● EXERCISE
Copy the stretch of the material below from the line containing "of the eyeglasses" through the line containing "124L148 126L152 126L155", both included, reproducing each line without any change.

(Items listed in a dataset)
(begin)
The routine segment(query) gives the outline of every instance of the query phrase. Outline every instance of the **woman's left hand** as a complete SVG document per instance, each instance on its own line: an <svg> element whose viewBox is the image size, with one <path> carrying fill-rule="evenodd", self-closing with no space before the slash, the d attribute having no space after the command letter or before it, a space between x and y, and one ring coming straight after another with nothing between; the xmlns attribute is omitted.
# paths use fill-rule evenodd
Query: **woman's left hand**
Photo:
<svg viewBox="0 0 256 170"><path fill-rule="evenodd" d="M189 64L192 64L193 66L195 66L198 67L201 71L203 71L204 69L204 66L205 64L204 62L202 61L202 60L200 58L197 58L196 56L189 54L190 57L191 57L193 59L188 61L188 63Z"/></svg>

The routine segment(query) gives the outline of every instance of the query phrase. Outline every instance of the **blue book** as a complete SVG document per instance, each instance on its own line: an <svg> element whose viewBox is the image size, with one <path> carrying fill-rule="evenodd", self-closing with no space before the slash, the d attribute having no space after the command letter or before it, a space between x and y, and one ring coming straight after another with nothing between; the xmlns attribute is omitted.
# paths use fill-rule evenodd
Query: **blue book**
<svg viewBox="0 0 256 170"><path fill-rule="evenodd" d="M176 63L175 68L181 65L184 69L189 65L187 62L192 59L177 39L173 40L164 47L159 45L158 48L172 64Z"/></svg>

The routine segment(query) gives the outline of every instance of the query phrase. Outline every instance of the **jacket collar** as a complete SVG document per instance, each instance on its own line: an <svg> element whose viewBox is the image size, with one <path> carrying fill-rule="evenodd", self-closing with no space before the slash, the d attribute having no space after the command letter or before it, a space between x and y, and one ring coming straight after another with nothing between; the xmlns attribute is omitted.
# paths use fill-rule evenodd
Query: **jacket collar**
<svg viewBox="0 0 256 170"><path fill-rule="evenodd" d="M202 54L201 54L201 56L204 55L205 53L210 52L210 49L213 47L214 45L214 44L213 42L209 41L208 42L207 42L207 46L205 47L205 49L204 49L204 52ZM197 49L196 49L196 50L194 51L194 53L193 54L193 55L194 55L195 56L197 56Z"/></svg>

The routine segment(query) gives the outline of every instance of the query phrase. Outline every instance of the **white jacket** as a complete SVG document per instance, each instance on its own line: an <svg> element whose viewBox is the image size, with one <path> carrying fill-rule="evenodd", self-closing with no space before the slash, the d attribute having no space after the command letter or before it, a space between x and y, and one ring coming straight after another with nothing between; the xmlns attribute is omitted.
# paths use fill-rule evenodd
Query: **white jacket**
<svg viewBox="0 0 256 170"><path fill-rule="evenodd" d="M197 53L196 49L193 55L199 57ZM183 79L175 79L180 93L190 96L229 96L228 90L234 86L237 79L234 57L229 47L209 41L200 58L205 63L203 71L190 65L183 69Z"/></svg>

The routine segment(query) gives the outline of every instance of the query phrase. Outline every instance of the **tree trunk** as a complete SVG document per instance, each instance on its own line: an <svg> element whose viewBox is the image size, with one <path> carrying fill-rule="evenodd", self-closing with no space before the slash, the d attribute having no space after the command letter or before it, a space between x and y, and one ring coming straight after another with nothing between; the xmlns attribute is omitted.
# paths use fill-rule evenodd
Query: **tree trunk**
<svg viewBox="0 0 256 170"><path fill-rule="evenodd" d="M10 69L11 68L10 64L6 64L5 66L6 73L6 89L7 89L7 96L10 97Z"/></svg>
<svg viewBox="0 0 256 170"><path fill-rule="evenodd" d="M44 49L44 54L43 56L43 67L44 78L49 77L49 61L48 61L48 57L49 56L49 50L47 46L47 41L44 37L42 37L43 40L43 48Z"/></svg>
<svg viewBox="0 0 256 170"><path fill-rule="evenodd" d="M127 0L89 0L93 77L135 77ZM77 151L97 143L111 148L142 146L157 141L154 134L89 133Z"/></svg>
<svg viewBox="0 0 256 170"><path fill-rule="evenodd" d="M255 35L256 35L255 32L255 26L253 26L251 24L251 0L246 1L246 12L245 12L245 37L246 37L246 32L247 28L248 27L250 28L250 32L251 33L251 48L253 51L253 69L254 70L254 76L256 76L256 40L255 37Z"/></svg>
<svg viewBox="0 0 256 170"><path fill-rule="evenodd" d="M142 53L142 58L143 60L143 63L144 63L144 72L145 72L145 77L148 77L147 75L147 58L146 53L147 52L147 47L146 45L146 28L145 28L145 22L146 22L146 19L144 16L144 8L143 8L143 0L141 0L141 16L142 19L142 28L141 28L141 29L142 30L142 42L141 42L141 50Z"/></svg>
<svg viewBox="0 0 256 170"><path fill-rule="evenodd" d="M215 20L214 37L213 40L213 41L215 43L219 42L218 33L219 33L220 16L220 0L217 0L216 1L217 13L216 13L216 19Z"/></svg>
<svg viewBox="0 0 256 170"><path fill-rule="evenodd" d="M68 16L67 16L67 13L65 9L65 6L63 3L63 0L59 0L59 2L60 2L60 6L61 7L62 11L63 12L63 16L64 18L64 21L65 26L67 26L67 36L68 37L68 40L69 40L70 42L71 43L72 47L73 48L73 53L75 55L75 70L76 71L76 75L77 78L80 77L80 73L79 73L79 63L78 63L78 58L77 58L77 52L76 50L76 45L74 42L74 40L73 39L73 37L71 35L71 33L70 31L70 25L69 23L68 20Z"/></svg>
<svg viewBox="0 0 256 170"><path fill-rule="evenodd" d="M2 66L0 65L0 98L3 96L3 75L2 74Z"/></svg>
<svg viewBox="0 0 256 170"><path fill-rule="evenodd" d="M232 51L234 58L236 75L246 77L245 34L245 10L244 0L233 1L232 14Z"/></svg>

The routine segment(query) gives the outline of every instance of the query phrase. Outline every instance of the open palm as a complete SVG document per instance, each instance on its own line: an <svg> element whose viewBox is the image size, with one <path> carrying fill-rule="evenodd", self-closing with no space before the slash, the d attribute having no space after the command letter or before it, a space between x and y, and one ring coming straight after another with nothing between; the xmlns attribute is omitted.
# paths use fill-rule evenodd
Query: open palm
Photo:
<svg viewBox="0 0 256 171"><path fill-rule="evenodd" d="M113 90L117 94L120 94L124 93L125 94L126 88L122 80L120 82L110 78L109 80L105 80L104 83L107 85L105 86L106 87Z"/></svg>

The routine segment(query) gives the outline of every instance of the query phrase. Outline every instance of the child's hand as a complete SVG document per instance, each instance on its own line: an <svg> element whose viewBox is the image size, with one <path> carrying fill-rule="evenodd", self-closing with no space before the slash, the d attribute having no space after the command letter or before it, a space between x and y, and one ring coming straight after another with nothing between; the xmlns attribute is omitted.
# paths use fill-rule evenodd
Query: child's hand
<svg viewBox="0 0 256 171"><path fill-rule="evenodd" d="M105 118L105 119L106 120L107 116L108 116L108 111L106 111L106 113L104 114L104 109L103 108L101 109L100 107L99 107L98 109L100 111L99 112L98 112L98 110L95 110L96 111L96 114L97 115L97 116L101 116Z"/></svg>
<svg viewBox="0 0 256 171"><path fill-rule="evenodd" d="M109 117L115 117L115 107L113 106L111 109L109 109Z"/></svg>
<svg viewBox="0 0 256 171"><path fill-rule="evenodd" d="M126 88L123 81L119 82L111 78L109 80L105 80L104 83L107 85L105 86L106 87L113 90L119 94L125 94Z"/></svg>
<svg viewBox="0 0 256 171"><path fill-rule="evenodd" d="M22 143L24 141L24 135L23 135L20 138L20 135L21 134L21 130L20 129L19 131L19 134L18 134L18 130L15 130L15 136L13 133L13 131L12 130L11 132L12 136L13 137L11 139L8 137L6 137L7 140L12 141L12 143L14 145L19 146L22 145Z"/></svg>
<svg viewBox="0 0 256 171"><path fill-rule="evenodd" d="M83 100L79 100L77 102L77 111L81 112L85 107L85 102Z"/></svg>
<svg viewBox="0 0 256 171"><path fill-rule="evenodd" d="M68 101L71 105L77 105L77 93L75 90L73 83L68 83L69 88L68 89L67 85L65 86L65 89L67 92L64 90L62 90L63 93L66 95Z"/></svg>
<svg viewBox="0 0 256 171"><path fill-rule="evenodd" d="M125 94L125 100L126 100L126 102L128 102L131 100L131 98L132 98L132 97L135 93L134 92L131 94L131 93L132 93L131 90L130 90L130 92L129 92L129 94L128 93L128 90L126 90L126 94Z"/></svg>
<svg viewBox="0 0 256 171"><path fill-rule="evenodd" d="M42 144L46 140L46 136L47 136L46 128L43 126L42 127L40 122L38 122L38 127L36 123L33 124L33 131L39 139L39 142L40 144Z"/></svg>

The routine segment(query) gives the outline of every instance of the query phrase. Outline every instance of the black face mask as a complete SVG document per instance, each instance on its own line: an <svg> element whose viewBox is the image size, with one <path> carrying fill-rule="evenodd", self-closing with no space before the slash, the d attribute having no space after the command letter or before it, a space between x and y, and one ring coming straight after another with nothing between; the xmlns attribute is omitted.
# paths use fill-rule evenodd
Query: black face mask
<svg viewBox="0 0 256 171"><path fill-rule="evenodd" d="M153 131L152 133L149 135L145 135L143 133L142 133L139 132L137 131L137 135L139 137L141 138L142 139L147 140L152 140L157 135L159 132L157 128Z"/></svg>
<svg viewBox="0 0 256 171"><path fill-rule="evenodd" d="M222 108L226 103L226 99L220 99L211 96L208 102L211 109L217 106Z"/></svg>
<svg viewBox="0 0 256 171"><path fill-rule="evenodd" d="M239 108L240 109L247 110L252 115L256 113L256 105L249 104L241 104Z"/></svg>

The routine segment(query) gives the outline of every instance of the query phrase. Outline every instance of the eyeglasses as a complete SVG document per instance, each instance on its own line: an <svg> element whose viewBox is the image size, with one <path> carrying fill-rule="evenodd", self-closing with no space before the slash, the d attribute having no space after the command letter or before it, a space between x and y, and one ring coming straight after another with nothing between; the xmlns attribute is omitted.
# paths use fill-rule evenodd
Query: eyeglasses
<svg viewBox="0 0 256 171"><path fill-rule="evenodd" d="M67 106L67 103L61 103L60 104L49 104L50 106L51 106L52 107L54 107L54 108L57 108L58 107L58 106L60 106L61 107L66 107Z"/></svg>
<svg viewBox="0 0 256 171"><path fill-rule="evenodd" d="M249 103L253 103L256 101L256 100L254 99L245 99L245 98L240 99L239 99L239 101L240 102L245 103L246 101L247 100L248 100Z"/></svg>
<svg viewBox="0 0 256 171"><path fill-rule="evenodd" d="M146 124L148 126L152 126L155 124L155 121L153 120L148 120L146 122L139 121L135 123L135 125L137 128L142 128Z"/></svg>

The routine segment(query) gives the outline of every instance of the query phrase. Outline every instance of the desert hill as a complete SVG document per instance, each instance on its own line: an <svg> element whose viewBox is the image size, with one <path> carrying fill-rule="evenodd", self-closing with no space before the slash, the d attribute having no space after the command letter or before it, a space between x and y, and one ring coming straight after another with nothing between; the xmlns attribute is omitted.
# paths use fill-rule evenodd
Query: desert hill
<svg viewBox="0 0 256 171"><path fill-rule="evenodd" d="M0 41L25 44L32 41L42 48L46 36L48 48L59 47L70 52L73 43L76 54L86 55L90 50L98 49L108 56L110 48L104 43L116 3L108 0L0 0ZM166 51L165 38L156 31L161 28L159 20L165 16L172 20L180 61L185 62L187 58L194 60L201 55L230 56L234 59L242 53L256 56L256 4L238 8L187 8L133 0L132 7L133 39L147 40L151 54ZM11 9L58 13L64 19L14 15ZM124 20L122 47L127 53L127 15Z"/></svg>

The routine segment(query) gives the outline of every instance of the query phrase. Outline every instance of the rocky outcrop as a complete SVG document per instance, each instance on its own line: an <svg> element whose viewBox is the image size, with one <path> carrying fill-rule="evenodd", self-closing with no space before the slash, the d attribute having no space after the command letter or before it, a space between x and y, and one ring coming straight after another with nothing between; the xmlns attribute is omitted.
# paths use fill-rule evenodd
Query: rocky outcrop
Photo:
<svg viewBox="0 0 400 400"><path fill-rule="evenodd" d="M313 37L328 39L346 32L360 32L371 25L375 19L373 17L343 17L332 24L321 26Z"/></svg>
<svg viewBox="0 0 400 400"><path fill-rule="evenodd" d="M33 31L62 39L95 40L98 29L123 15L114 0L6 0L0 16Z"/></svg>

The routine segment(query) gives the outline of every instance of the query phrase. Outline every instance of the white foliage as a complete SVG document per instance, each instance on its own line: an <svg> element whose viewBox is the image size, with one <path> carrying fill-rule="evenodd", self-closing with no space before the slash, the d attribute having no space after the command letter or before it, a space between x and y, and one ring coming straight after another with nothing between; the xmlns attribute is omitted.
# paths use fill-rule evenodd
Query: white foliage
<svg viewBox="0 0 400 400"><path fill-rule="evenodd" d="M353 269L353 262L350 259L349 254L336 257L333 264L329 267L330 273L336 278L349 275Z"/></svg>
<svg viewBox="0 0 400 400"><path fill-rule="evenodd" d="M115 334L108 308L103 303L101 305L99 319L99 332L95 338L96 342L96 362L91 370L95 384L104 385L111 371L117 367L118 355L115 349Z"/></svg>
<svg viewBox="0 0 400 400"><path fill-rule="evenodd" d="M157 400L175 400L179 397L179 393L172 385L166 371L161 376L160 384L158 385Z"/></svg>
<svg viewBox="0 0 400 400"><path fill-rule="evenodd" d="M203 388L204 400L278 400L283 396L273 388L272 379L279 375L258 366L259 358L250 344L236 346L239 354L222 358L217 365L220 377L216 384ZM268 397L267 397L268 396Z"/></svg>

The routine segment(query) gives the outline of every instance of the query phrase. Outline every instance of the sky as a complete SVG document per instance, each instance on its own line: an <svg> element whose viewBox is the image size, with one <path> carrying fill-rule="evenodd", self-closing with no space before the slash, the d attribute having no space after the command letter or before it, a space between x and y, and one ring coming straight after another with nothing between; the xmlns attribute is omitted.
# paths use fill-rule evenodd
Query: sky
(end)
● RESPONSE
The routine segment(query) gives the outline of every instance of the query phrase. Outline every instance of the eyeglasses as a complete SVG document per instance, each instance on its own line: an <svg> element whose viewBox is the image size, with one <path> carrying fill-rule="evenodd", self-closing with no space before the slash, the d attribute having no space after the command letter or before it, a space between x and y, and one ring coming straight after another with nothing between; the xmlns attribute is omitted.
# paths use fill-rule evenodd
Query: eyeglasses
<svg viewBox="0 0 256 171"><path fill-rule="evenodd" d="M67 106L67 103L61 103L60 104L49 104L50 106L51 106L52 107L54 107L54 108L57 108L58 107L58 106L60 106L61 107L66 107Z"/></svg>
<svg viewBox="0 0 256 171"><path fill-rule="evenodd" d="M249 103L253 103L256 101L256 100L254 99L245 99L245 98L240 99L239 99L239 101L240 102L245 103L246 101L247 100L248 100Z"/></svg>
<svg viewBox="0 0 256 171"><path fill-rule="evenodd" d="M146 124L148 126L152 126L155 124L155 121L153 120L148 120L146 122L139 121L135 123L135 125L137 128L142 128Z"/></svg>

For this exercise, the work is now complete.